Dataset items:
---*---

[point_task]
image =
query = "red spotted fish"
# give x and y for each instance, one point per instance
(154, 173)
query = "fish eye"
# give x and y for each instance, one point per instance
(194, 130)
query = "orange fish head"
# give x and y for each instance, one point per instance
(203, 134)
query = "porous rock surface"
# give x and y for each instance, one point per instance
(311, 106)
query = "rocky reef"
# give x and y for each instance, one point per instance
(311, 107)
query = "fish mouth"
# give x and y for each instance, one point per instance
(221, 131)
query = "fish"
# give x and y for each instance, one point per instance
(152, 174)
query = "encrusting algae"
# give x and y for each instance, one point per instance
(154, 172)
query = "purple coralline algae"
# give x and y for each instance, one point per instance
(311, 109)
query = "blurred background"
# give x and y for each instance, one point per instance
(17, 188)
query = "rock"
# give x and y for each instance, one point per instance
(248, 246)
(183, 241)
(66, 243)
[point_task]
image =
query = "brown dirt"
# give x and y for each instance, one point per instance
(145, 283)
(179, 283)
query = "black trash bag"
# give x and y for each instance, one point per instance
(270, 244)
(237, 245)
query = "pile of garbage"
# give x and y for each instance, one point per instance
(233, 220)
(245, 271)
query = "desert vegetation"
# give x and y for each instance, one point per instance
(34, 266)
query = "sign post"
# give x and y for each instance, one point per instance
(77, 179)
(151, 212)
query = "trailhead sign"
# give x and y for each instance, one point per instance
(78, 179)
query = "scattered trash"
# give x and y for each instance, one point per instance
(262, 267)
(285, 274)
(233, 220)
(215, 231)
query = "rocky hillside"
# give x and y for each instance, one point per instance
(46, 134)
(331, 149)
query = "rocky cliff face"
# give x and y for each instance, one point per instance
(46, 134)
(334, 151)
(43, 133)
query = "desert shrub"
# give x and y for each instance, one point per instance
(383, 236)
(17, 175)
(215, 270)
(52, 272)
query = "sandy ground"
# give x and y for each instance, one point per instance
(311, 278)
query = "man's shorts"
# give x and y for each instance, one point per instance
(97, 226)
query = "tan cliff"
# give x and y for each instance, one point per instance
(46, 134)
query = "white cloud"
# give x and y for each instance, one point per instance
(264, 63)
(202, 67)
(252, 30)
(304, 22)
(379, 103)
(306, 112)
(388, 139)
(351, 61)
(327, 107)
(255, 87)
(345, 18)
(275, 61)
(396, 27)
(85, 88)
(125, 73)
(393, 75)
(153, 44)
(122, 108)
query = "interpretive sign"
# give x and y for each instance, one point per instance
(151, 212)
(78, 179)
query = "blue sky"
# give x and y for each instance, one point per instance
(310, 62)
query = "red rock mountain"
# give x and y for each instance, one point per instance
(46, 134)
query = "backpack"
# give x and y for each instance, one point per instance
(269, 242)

---*---

Among the lines above, count those containing the string "cliff"; please give the count alone.

* ANSWER FOR THIS EXERCISE: 2